Data to use.
★ ★ ★ ★

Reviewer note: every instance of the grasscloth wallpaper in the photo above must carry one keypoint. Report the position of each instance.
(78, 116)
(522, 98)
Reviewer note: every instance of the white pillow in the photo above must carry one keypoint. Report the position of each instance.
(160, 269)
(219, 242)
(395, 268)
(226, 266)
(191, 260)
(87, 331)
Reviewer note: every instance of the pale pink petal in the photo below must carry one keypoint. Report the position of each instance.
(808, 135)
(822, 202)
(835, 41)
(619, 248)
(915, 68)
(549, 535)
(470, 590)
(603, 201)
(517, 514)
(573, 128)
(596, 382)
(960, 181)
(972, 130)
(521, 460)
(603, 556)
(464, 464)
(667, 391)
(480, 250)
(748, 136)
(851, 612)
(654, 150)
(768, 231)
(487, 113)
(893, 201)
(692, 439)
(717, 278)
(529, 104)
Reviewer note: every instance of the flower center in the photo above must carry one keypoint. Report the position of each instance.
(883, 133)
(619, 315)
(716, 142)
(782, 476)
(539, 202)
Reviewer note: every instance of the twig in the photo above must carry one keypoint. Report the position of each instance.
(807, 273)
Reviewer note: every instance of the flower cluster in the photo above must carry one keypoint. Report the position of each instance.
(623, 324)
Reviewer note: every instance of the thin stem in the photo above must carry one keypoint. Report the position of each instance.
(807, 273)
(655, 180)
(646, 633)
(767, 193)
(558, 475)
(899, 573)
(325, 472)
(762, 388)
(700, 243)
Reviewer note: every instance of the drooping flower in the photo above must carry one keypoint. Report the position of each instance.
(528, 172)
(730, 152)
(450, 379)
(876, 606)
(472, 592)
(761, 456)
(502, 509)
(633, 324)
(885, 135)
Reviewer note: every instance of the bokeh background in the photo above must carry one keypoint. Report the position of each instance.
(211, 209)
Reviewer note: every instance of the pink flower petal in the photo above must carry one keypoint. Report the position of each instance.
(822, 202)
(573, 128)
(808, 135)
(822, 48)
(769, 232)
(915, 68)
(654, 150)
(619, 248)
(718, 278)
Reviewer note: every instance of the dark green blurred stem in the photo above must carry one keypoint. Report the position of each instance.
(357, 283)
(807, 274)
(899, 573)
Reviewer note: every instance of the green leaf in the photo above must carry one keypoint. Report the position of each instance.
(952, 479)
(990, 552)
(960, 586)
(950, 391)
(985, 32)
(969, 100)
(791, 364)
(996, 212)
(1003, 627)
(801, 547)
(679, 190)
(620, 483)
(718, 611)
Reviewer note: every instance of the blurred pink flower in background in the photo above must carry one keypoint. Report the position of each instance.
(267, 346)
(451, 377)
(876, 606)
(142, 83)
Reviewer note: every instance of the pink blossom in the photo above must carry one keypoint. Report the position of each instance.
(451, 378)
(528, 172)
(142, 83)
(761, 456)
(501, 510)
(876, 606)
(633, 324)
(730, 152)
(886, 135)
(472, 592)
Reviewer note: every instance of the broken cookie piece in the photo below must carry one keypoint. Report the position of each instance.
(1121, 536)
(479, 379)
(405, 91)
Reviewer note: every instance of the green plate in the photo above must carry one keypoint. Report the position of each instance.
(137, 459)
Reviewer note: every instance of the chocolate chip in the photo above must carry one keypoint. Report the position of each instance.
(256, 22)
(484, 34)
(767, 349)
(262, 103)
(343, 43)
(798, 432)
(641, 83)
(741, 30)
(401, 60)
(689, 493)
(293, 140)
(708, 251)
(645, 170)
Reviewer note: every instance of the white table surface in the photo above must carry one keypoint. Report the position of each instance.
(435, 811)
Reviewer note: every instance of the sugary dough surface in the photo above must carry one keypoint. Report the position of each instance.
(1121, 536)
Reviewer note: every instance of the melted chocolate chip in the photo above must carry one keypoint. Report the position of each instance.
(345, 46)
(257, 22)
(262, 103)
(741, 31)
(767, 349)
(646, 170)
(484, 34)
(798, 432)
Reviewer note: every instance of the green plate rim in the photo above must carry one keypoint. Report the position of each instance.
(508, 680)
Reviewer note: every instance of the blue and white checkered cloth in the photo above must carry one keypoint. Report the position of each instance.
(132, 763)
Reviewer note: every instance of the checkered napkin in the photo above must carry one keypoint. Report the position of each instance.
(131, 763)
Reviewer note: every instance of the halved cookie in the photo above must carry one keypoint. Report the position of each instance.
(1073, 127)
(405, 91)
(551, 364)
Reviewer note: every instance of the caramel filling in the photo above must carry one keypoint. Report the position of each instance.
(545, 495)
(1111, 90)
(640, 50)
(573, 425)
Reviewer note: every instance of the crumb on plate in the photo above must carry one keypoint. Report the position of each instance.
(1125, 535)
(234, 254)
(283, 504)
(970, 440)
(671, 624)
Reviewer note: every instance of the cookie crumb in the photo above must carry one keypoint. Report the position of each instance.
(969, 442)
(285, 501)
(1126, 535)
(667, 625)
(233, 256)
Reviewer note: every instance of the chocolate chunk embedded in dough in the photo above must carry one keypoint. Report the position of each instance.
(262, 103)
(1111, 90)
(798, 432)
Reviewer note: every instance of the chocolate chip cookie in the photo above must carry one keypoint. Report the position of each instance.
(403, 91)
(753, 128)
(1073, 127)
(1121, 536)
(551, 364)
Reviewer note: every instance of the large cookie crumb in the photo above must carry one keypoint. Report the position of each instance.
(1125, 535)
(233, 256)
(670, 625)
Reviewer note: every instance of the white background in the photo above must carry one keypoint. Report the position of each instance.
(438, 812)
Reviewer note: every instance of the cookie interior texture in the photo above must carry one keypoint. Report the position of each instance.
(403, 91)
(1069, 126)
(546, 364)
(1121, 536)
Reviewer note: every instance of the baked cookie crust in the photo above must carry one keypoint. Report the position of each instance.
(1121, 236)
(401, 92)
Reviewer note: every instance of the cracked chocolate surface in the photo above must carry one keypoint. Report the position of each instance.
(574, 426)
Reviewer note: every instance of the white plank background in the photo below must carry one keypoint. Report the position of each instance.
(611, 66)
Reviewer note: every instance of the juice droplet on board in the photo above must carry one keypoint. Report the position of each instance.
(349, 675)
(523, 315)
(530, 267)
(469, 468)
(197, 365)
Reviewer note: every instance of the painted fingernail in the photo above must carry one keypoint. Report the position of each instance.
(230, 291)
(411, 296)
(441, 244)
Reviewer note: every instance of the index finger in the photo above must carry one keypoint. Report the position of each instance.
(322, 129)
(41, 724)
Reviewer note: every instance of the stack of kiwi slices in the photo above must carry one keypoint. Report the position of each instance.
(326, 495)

★ ★ ★ ★

Aim. Exact repetition is required for the lines from the one that contains "Reviewer note: every instance of the large" through the final line; leave out everything else.

Task result.
Reviewer note: every instance of the large cookie crumb in the photo above must carry one keypoint. Report the position of each instance.
(1125, 535)
(233, 256)
(670, 625)
Reviewer note: every instance of the white background in the photo above must carry one keypoint. Report the position of each instance.
(438, 812)
Reviewer note: every instance of the cookie interior texture in the photo above must carry one keypoint. Report the position of each instance.
(403, 91)
(1069, 126)
(546, 364)
(1121, 536)
Reviewer note: every instance of the baked cookie crust in the photo above must carry one keypoint. Report the position of each instance.
(1121, 236)
(401, 92)
Reviewer note: every instance of the cracked chocolate surface in the photo above must carry one keypoint. Report the position of each instance.
(574, 426)
Reviewer note: every instance of the white plank background in the photo below must carry one keypoint. Report the position of each instance.
(611, 66)
Reviewer note: every instance of the juice droplet on board in the photo above must carry one keypoint. Report the position of each instance.
(349, 675)
(523, 315)
(530, 267)
(469, 468)
(197, 365)
Reviewer note: every instance of the painted fingernail in the photo above must carry one keypoint. Report the position of each instance.
(230, 291)
(411, 296)
(441, 244)
Reviewer note: every instance of the index finger in the photo above must carry one keypoint. Report the position of each instance.
(322, 129)
(41, 724)
Reviewer note: every instance of the stack of kiwi slices in the photo above must carry one keypoint. Report the position of each instance.
(326, 495)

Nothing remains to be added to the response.